## What is being asked
Reproduce the data below with every instance of "comma-separated coordinates" changed to "comma-delimited coordinates". Leave all other text unchanged.

## Entries supplied
-=-=-

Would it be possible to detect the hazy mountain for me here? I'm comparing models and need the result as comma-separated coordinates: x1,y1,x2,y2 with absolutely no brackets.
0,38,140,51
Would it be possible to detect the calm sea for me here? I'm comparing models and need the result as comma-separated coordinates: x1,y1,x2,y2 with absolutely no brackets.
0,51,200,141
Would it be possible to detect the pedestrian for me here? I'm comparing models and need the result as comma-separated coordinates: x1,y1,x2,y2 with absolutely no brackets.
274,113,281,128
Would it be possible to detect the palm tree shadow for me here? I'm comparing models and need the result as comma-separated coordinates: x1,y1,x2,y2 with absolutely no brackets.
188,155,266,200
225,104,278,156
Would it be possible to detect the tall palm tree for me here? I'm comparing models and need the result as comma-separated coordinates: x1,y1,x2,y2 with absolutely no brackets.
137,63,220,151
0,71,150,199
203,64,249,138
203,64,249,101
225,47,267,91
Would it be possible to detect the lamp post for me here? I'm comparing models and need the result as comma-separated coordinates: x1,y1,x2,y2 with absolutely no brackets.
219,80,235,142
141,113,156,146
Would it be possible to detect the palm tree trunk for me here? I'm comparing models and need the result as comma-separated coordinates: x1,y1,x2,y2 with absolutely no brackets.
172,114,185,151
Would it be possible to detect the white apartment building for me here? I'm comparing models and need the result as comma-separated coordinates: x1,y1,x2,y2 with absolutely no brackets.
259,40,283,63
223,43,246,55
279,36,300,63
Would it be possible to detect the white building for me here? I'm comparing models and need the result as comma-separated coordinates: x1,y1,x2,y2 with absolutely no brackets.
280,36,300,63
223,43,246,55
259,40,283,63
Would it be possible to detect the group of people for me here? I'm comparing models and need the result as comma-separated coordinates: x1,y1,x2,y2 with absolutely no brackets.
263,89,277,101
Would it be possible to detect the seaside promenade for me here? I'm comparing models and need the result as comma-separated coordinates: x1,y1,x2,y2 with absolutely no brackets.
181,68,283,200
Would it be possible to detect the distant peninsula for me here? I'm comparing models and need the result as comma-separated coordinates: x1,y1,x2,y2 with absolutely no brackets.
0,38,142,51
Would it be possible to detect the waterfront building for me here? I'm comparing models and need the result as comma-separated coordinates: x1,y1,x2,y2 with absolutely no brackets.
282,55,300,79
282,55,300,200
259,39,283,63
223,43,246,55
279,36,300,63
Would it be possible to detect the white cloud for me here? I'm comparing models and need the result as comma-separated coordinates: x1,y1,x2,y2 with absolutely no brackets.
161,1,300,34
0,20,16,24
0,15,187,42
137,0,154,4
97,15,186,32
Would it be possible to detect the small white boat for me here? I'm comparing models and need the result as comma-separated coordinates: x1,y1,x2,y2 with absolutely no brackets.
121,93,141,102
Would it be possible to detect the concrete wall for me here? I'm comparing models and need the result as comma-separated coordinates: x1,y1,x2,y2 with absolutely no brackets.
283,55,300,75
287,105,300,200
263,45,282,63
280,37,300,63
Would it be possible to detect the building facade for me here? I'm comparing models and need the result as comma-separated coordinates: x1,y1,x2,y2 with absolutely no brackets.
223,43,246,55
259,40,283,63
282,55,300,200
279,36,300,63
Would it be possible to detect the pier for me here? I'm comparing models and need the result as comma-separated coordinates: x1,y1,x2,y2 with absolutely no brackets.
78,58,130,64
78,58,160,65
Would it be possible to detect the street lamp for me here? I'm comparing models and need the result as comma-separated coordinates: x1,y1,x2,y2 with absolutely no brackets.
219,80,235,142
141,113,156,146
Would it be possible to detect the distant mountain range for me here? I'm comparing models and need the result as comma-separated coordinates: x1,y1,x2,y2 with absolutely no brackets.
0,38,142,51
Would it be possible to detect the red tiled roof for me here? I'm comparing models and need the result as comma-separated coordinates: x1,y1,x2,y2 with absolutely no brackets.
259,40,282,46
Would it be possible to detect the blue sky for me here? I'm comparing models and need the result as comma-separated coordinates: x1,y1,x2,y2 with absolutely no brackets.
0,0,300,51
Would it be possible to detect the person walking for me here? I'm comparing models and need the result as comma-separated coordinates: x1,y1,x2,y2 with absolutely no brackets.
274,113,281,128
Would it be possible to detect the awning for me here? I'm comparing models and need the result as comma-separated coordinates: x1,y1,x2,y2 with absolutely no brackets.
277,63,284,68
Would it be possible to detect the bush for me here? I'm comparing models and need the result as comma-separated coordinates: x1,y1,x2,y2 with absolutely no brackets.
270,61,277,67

-=-=-

## Completed exercise
Would it be possible to detect the hazy mountain for me here? I'm comparing models and need the result as comma-delimited coordinates: x1,y1,x2,y2 with absolutely no brackets.
0,38,140,51
Would it be possible to detect the calm sea for me here? I'm comparing models and need the result as comma-delimited coordinates: x1,y1,x2,y2 with absolutely no brackets.
0,51,200,141
Would it be possible to detect the pedestrian for me here? I'm comparing models and need the result as comma-delimited coordinates: x1,y1,x2,y2 with absolutely no brackets.
274,113,281,128
Would it be possible to detect the palm tree shadow for me here? I'm comparing models and need the result as comma-delimited coordinates: x1,y1,x2,y2 with absolutely no brackets.
188,155,266,200
225,104,278,156
Would it be possible to detect the tall palm tree for me here? I'm comparing models and need the result as comma-delimited coordinates: x1,y1,x2,y2 with absolutely no brackets.
137,63,220,151
0,71,150,199
203,64,249,138
203,64,249,101
225,47,267,91
Would it be possible to detect the lamp post for me here? I'm comparing models and need the result as comma-delimited coordinates: x1,y1,x2,y2 with absolutely no brackets.
219,80,235,142
141,113,156,146
Would it be possible to detect the palm tree trunk for me here? I'm comparing models and need the result as comma-delimited coordinates: x1,y1,x2,y2 with absolutely no brackets.
172,114,185,151
Would it be possible to detect the white apartment building for me here? I'm comparing models and need the result as comma-delimited coordinates: x1,y1,x2,y2 with absolutely no brackets.
259,40,283,63
223,43,246,55
279,36,300,63
Would it be possible to detect the white building for me here? I'm comparing models and need the result as comma-delimited coordinates: x1,y1,x2,y2 with absolutely no brackets.
280,36,300,63
223,43,246,55
259,40,283,63
Would it be possible to detect the group of people for me here? I'm comparing models and need the result as comma-delimited coordinates: x1,y1,x2,y2 with absolutely no brackets.
263,89,277,101
Would it be possible to detect the seaside promenade for me here? I'm comparing models and need the result as comma-delimited coordinates: x1,y1,x2,y2 with absolutely no brackets.
181,68,283,200
Would it be possible to detect the distant peninsula for me here? I'm comparing models and need the result as comma-delimited coordinates: x1,y1,x2,y2 with absolutely no brackets.
0,38,142,51
Would it be possible to detect the waterfront building for me here? I'm comparing models and need the result as comma-delimited coordinates: x1,y1,x2,y2 with absolutely no brackets.
282,55,300,79
282,55,300,200
259,39,283,63
223,43,246,55
279,36,300,63
Would it be possible to detect the white cloud for me here? I'm comparing models and need the result as comma-delimited coordinates: x1,y1,x2,y2 with absolutely no brackets.
161,1,300,34
0,20,16,24
0,15,187,42
137,0,154,4
97,15,186,32
Would it be possible to detect the small white boat for me here? I'm comparing models and need the result as comma-delimited coordinates: x1,y1,x2,y2 with absolutely no brackets.
121,93,141,102
Would it be possible to detect the concrete wall for me here? I'm comparing models and need the result as comma-delimited coordinates: x1,y1,x2,y2 with absolutely no brackets.
283,55,300,75
287,105,300,200
263,45,282,63
280,37,300,63
Would it be possible to detect the building facade for me here? I'm comparing models and need the result as comma-delimited coordinates: x1,y1,x2,y2 with absolutely no brackets.
223,43,246,55
259,40,283,63
282,55,300,200
279,36,300,63
Would it be possible to detect the pier for me here? I'm comparing models and need the result as comma-delimited coordinates: x1,y1,x2,y2 with absolutely no brackets.
78,58,130,64
78,58,160,65
Would it be possible to detect the street lamp for me here? I'm comparing models and need the result as comma-delimited coordinates: x1,y1,x2,y2 with absolutely no brackets.
219,80,235,142
141,113,156,146
Would it be possible to detect the distant mountain range for me here? I'm comparing models and need the result as comma-delimited coordinates: x1,y1,x2,y2 with absolutely no brackets.
0,38,142,51
Would it be possible to detect the red tiled roof for me here? I'm comparing models and need the result as comma-delimited coordinates: x1,y1,x2,y2 with absolutely no brackets.
259,40,282,46
Would it be possible to detect the blue sky for me here? I'm comparing models and need the result as comma-delimited coordinates: x1,y1,x2,y2 with absolutely no brackets.
0,0,300,51
Would it be possible to detect the person walking for me here? I'm comparing models and need the result as comma-delimited coordinates: x1,y1,x2,y2 with absolutely no brackets.
274,113,281,128
Would it be possible to detect the awning for me here? I'm comparing models and need the result as comma-delimited coordinates: x1,y1,x2,y2 with absolutely no brackets.
277,63,284,68
Would it be possible to detect the bush for me here? I'm comparing models and need the result as comma-delimited coordinates: x1,y1,x2,y2 with absolutely no brackets.
270,61,277,67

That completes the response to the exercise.